» EXERCISE OBJECTIVE
Check each line of the entries below for the word "face", then state how many lines have it and nothing more.

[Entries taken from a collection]

- Opening Delimiter -

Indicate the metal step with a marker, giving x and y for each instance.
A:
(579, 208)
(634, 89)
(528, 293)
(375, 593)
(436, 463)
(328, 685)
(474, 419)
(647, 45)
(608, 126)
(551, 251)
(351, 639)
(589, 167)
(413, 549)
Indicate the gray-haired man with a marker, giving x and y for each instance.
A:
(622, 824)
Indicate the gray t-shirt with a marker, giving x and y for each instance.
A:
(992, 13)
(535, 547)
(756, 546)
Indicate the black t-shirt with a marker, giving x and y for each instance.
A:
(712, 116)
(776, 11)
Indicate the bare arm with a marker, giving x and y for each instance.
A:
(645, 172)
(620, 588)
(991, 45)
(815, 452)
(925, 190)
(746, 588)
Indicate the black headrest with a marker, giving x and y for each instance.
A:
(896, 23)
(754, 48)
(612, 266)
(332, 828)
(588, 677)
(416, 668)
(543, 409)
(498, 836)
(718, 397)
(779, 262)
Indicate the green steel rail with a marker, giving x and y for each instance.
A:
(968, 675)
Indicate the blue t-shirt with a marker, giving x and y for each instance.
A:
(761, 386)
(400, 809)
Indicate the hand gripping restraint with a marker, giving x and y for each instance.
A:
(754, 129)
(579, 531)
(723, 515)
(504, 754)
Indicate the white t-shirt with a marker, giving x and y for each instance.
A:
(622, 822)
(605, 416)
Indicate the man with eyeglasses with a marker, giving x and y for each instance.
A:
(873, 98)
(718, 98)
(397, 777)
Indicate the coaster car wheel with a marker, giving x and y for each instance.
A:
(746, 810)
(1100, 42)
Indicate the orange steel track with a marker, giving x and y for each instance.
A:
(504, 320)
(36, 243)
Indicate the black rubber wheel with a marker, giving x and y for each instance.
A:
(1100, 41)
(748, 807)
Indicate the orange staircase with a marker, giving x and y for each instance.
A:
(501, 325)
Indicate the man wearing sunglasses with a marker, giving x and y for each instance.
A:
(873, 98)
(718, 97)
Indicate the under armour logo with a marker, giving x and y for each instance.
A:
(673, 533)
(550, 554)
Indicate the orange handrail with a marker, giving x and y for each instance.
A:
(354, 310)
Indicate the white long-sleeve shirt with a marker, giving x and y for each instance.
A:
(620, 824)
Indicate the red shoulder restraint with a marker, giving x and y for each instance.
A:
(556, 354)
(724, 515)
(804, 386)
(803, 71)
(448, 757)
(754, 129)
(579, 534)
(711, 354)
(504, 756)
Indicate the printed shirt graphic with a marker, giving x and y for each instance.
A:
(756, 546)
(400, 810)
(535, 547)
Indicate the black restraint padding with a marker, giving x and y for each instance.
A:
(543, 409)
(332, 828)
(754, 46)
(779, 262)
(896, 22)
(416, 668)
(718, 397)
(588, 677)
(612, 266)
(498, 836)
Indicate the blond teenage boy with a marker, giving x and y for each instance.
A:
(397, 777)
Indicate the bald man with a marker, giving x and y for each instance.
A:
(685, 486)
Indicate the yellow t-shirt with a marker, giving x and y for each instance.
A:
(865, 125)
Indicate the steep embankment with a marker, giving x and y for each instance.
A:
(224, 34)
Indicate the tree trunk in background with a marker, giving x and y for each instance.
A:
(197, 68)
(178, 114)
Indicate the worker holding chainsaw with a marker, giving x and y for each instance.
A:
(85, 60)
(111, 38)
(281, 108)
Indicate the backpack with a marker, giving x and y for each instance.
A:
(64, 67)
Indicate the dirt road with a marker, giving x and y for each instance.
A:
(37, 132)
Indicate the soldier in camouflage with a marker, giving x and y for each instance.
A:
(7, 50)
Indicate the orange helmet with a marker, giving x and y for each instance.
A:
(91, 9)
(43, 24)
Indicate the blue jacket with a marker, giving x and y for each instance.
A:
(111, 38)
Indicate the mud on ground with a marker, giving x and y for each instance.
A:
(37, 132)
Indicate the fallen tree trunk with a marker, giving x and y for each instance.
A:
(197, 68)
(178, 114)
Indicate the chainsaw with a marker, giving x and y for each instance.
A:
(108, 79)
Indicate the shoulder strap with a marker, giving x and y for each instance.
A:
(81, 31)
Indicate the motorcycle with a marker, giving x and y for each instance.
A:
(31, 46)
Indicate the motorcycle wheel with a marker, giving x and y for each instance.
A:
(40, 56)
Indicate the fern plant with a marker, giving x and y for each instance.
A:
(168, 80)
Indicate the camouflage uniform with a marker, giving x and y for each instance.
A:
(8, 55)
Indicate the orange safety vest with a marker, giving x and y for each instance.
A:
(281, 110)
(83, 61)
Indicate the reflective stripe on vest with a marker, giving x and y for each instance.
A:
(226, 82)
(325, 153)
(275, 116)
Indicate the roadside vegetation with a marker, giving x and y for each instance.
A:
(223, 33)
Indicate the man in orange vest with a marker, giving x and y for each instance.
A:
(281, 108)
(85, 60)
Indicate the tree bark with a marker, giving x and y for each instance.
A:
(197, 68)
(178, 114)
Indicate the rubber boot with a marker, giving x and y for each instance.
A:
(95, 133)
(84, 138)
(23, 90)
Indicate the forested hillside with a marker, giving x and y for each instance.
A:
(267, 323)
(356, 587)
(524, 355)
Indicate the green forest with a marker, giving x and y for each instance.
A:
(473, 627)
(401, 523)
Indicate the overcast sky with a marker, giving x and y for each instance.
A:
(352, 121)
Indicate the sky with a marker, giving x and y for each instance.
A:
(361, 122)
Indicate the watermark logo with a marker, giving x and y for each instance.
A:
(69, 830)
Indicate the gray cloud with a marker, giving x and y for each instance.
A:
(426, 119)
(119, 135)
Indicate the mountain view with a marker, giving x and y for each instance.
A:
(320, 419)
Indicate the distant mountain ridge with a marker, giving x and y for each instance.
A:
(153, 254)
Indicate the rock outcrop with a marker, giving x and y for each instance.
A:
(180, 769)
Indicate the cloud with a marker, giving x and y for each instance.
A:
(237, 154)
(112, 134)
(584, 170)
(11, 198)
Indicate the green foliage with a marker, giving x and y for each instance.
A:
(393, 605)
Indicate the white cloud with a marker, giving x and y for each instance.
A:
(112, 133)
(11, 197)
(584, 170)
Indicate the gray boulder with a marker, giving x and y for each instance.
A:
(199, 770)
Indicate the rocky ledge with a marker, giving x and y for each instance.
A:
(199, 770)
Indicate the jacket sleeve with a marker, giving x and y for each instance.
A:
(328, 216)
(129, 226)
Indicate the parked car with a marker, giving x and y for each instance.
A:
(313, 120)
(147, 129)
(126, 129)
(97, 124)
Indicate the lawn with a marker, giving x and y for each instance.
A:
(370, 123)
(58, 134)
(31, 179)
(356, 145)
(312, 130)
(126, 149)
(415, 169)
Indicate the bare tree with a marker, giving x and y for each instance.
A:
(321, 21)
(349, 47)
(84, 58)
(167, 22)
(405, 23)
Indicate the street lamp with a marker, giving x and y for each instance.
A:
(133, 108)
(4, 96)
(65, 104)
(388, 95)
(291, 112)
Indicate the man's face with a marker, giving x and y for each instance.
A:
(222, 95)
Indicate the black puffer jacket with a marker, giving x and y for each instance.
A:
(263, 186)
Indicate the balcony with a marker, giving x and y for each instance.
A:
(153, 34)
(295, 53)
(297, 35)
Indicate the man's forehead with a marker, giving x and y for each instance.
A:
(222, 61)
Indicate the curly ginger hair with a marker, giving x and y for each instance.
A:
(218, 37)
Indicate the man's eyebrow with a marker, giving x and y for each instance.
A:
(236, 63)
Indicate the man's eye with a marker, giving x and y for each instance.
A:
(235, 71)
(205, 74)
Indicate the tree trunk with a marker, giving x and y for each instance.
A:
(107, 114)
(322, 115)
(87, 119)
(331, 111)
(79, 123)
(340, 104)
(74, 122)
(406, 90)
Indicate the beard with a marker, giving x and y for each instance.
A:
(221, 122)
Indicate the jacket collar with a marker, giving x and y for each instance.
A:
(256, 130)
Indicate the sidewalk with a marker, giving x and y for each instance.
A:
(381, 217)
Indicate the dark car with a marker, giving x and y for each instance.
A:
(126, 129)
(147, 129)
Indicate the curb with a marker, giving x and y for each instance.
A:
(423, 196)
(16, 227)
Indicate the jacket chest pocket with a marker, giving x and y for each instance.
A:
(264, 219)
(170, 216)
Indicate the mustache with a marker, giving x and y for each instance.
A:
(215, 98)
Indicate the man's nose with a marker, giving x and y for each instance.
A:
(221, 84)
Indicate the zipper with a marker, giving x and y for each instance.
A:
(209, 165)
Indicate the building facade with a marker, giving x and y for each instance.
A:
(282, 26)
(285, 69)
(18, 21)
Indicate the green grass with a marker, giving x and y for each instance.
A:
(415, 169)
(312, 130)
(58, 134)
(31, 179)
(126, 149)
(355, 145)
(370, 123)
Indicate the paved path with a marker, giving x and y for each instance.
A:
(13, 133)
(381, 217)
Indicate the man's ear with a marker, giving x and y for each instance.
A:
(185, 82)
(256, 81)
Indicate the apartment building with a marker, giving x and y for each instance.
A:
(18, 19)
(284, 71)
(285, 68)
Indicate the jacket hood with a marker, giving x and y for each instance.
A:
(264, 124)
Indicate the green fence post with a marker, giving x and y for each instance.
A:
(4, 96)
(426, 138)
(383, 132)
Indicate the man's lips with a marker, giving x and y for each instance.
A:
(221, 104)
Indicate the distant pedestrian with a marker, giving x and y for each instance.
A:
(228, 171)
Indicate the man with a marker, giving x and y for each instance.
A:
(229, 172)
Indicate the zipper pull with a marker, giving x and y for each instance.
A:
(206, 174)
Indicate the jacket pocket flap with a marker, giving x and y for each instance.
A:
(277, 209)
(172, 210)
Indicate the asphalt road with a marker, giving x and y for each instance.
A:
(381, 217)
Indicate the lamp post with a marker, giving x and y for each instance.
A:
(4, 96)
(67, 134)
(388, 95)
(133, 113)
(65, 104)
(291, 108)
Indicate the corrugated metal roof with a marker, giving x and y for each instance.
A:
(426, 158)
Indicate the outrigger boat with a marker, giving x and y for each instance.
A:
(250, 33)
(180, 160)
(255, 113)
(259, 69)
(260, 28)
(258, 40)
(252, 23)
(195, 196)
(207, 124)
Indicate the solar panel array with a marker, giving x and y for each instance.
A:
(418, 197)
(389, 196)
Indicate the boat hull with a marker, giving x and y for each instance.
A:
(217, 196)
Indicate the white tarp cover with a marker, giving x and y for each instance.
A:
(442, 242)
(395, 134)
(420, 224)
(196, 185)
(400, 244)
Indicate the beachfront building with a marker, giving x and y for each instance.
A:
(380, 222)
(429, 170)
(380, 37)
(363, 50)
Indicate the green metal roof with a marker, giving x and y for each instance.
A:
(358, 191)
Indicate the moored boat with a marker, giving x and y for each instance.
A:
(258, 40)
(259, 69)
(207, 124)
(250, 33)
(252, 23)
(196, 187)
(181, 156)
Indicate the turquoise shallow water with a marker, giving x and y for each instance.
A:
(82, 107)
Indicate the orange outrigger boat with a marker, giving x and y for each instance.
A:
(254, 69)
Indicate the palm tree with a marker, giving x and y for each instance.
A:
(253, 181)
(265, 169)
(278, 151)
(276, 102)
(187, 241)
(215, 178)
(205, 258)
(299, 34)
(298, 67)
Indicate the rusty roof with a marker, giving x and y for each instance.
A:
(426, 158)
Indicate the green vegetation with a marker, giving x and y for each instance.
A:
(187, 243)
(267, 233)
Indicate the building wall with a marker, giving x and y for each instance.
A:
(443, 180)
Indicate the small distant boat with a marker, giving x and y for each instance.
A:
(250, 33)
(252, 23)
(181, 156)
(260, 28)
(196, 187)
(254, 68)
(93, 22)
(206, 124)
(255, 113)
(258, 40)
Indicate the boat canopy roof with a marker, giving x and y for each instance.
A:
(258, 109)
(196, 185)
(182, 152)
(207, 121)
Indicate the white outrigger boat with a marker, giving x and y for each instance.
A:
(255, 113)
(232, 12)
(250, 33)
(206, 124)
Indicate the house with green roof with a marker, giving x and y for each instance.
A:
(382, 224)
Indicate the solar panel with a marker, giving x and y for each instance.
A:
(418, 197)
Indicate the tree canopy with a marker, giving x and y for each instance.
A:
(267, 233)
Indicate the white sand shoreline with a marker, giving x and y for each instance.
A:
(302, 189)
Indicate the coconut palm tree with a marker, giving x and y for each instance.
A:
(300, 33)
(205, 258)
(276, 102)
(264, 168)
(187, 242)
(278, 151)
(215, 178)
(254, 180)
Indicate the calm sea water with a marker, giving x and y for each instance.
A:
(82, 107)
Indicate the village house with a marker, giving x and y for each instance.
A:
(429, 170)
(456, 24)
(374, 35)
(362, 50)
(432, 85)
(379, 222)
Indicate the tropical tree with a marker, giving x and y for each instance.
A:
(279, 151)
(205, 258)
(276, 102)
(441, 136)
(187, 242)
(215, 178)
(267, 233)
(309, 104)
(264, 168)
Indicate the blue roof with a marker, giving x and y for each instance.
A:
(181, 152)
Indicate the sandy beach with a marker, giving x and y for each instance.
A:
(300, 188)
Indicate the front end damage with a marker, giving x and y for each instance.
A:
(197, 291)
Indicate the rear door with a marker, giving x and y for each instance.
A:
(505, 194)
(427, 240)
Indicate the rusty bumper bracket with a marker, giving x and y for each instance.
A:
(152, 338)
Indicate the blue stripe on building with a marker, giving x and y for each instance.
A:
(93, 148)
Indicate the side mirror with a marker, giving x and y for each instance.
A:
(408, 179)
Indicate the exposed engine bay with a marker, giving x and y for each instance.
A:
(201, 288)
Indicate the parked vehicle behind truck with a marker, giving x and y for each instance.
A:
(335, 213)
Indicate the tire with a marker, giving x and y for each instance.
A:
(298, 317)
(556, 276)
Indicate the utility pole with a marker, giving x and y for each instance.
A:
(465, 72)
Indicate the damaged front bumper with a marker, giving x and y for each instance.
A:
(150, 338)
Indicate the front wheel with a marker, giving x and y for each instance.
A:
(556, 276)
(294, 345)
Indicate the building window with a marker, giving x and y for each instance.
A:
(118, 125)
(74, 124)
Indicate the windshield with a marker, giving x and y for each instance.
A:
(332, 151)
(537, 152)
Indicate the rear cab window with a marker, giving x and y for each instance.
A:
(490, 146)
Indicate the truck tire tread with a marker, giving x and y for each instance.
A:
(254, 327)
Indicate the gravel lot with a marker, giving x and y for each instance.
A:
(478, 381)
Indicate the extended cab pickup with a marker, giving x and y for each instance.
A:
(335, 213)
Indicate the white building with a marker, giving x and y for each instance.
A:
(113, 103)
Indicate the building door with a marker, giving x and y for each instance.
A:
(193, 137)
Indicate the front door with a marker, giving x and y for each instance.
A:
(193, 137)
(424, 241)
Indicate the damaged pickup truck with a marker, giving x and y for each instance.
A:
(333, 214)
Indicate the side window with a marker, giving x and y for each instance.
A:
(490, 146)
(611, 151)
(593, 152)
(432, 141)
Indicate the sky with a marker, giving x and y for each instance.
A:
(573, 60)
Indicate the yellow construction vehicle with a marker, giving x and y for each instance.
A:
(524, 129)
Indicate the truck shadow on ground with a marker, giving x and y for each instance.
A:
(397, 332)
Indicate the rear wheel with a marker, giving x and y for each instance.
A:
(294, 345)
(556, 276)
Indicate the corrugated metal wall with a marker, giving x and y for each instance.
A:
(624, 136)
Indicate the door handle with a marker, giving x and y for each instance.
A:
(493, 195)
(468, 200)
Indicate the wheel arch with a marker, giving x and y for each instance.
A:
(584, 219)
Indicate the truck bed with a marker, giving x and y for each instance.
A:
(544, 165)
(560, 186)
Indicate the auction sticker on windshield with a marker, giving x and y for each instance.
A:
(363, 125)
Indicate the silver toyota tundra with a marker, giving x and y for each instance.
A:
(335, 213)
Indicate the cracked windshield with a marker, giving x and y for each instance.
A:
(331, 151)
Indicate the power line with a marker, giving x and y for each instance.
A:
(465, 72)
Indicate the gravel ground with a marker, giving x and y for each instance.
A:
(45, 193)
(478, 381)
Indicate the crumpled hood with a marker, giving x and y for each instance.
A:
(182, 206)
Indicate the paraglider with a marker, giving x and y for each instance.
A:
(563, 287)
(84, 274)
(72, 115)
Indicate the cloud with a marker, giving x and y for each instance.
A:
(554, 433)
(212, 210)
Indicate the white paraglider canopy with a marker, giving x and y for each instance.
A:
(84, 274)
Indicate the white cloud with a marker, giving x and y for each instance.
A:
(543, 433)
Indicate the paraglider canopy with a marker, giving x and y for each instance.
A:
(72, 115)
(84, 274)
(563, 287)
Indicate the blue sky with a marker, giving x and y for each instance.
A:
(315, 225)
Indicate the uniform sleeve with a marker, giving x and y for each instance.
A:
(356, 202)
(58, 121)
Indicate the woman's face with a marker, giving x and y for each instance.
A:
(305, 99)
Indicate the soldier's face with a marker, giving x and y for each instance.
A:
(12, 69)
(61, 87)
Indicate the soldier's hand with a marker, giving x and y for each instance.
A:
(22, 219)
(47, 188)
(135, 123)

- Closing Delimiter -

» EXERCISE RESULT
3